EXCERTO DO TEXTO =
========================================================================

JORNAL do ALGARVE (J.A.) – No que diz respeito ao Algarve, esta é mesmo a crise das nossas vidas?
VÍTOR NETO (V.N.)
– Estamos perante um grande desafio e vamos ser postos à prova. Esta é uma crise diferente da I Guerra Mundial, da depressão de 1929, da II Guerra, das crises de 2001 e de 2009. Porque essas eram crises geradas por conflitos de ordem económica, política e militar em que a correlação de forças entre as potências acabava por resolver as coisas. Esta é uma crise diferente, que nasce numa região da China, de forma inesperada, que acaba por ter consequências noutros continentes e atinge uma dimensão global em poucas semanas. Tendo como consequência a paralisia das economias. Os mecanismos para resolver isto também são mais complexos. Não tem nada a ver com a vontade de uma ou duas potências. Não tem vencedores. E ainda por cima num quadro internacional completamente modificado. Não é o quadro de há 10 anos, nem de há 20 anos, em que por exemplo havia cooperação no âmbito da NATO. Hoje temos os EUA com uma política isolacionista, sem ligar aos aliados. E há outra questão: uma Europa fraca, dividida, sem estratégia e que vive o dia-a-dia. E a China a confirmar a sua força nesta crise.


J.A. – A crise está a demonstrar a vulnerabilidade económica do Algarve?
V.N.
– Está. Esta crise veio pôr a nu a nossa fragilidade estrutural. Temos um desequilíbrio estrutural. Felizmente temos um setor económico muito forte e isso não é um ponto fraco da região. O que é negativo é termos o resto limitado. Basta dizer que cerca de 80 por cento do nosso Valor Acrescentado Bruto [VAB] no Algarve está ligado ao alojamento, restauração, comércio, construção, transportes, imobiliária e serviços. A indústria e agricultura representam 10% do VAB. Mas temos o mesmo quadro também no número de empresas, no pessoal, no volume de negócios. Em todos os vetores da estrutura do Algarve há este desequilíbrio. Isso é um ponto fraco. A minha tese é que não temos Turismo a mais, mas sim os outros setores a menos. O próprio Turismo tem de se preparar para os desafios que aí vêm.

========================================================================

O QUE FAZER =
1. Responde a estas perguntas com base na entrevista:
(a) Segundo Vítor Neto, onde nasce a crise atual?
(b) Que parte do VAB do Algarve representam a indústria e a agricultura?
(c) Como é descrita a política dos EUA?
2. Repete o trecho da entrevista que começa em "J.A. – A crise" e continua até "que aí vêm.".
3. Resume em forma de lista, mantendo os factos principais, a resposta da entrevista que começa por "Está. Esta crise veio pôr a nu".
As linhas de dados não têm qualquer relação com a entrevista.

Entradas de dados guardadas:
========================================================================

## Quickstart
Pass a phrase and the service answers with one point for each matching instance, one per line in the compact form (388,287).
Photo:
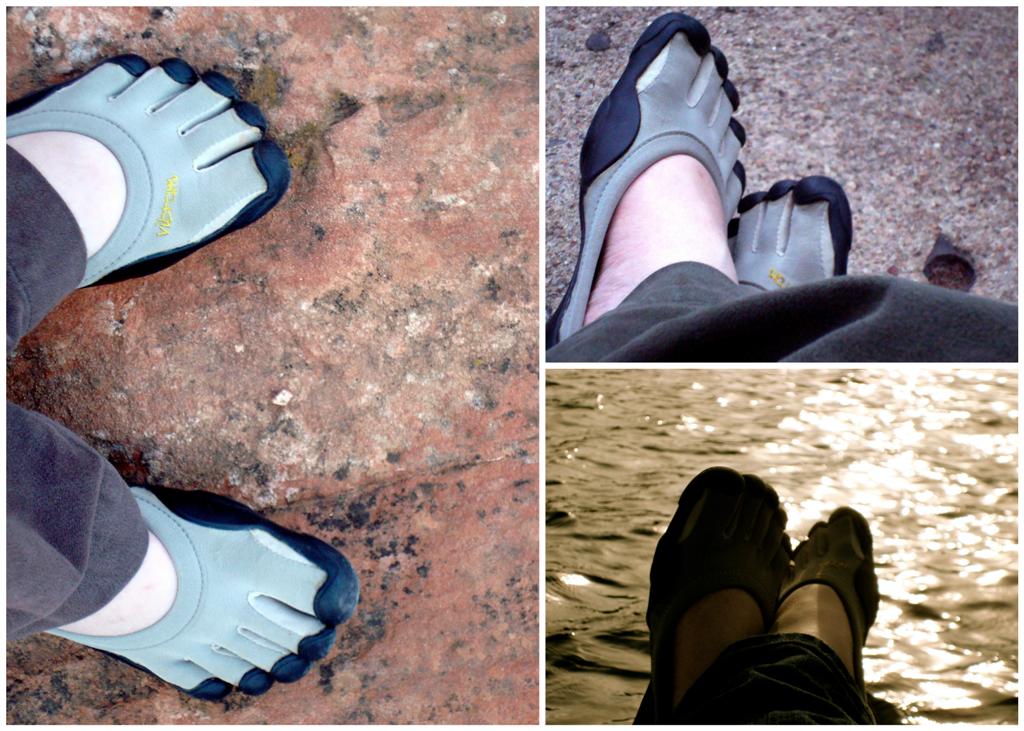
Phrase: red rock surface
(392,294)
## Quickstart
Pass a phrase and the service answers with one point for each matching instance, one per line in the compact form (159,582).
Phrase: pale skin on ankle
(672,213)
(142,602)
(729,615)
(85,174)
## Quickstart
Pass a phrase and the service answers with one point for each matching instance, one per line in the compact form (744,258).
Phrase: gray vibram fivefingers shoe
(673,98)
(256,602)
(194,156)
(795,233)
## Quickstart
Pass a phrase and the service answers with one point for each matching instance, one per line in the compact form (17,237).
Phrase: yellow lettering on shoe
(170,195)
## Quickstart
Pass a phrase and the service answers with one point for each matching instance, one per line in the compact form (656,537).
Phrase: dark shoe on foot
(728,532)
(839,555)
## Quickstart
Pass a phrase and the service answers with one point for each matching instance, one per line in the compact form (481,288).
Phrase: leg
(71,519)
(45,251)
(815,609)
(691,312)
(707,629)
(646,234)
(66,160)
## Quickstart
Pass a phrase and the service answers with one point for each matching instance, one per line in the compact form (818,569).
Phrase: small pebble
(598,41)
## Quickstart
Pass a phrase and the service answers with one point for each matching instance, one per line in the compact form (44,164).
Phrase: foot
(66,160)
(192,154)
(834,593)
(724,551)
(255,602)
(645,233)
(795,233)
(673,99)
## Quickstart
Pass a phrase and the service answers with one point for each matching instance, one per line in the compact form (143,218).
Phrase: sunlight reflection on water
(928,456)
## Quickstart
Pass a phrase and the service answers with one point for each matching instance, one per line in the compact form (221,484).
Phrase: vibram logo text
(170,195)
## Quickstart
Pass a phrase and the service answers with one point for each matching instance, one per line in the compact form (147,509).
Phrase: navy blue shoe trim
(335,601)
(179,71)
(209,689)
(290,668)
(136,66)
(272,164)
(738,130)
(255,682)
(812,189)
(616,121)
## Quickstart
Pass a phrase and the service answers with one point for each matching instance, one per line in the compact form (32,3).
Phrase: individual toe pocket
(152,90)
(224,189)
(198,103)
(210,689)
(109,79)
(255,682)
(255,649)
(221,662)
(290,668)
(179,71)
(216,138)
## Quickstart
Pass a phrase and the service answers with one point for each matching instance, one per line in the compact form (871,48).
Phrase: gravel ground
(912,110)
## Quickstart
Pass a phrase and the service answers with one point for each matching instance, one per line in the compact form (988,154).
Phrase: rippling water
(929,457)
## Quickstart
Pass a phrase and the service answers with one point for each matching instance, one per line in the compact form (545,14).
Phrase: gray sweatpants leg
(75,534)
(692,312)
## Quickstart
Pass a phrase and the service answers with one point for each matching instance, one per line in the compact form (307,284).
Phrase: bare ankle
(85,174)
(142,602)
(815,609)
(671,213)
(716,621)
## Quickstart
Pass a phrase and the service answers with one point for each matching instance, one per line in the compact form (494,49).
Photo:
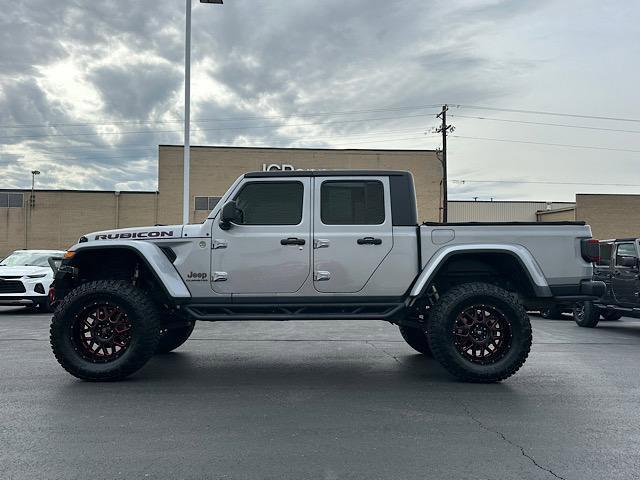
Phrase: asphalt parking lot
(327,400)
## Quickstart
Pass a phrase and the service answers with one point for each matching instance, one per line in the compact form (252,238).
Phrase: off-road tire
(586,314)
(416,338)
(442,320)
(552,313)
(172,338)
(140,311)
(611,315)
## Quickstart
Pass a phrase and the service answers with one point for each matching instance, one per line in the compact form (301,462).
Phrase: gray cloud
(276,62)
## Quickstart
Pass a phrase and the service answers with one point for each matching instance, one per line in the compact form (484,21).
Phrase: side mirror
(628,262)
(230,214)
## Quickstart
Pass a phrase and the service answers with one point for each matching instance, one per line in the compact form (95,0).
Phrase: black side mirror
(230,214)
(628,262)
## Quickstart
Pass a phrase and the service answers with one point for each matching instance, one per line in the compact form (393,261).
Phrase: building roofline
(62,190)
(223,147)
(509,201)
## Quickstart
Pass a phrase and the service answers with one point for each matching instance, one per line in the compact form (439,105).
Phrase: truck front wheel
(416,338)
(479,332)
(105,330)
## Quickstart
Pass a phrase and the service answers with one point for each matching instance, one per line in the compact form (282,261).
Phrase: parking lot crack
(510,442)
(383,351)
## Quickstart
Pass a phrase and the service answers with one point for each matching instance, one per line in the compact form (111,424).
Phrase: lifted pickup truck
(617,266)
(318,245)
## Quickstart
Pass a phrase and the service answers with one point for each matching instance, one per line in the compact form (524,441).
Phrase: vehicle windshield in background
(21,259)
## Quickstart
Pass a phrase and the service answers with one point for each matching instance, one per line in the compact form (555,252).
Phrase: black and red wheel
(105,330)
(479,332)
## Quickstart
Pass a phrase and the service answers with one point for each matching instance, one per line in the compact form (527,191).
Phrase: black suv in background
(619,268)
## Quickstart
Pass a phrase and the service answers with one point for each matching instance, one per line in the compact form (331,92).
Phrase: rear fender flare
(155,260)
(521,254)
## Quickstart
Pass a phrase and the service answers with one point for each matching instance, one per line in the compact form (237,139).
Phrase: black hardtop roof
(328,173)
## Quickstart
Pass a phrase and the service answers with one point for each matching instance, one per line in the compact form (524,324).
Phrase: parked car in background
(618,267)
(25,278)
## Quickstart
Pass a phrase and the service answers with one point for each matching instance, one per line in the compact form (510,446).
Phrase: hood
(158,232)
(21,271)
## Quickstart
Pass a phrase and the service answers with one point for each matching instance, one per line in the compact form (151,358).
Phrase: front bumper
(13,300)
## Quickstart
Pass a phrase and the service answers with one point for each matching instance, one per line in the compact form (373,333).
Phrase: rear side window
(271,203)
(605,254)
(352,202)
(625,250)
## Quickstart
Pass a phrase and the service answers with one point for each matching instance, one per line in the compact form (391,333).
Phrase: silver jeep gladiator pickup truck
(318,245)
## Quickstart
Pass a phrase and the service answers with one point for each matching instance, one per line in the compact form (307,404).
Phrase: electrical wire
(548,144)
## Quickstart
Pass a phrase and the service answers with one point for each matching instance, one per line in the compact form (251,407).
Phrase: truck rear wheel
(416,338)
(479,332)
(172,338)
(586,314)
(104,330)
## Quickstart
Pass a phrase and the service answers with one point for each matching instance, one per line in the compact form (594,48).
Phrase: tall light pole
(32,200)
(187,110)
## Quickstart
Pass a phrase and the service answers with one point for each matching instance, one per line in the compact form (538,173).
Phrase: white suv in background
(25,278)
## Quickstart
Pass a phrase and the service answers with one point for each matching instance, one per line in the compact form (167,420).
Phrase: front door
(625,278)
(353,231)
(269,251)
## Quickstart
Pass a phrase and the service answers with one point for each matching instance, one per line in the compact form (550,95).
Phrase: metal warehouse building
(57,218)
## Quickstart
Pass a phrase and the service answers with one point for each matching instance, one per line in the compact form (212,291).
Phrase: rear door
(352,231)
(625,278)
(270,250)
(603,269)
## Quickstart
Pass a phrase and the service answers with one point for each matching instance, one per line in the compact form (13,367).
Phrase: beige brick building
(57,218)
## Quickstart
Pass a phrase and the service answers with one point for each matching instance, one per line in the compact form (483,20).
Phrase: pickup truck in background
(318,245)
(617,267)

========================================================================

RESPOSTAS NUMERADAS =
1.
(a) Numa região da China.
(b) 10%.
(c) Como uma política isolacionista, sem ligar aos aliados.

2.
J.A. – A crise está a demonstrar a vulnerabilidade económica do Algarve?
V.N.
– Está. Esta crise veio pôr a nu a nossa fragilidade estrutural. Temos um desequilíbrio estrutural. Felizmente temos um setor económico muito forte e isso não é um ponto fraco da região. O que é negativo é termos o resto limitado. Basta dizer que cerca de 80 por cento do nosso Valor Acrescentado Bruto [VAB] no Algarve está ligado ao alojamento, restauração, comércio, construção, transportes, imobiliária e serviços. A indústria e agricultura representam 10% do VAB. Mas temos o mesmo quadro também no número de empresas, no pessoal, no volume de negócios. Em todos os vetores da estrutura do Algarve há este desequilíbrio. Isso é um ponto fraco. A minha tese é que não temos Turismo a mais, mas sim os outros setores a menos. O próprio Turismo tem de se preparar para os desafios que aí vêm.

3.
- A crise expôs a fragilidade e o desequilíbrio estrutural do Algarve.
- A região tem um setor económico muito forte, mas os restantes setores são limitados.
- Cerca de 80% do VAB está ligado a alojamento, restauração, comércio, construção, transportes, imobiliária e serviços. A indústria e a agricultura representam 10%.
- O mesmo desequilíbrio aparece no número de empresas, no pessoal e no volume de negócios.
- Para Vítor Neto, não há Turismo a mais, mas outros setores a menos. O próprio Turismo tem de se preparar para os desafios que aí vêm.